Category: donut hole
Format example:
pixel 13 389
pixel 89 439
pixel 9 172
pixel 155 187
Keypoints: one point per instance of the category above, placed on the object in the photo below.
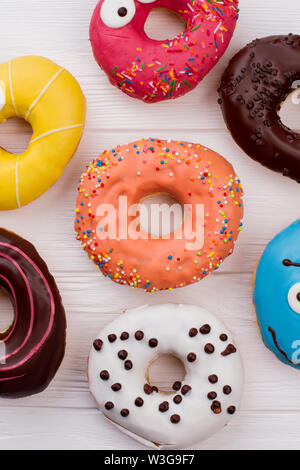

════════════════

• **GIVEN PROBLEM**
Copy the listing above, substituting "px" for each "pixel" and keeping everything else unchanged. Leave the pictures out.

• **OUTPUT OF THE EXERCISE**
Category: donut hole
Format example:
px 13 389
px 89 439
px 9 172
px 155 187
Keypoints: one point per instance of the category above, placed on the object in the photo below.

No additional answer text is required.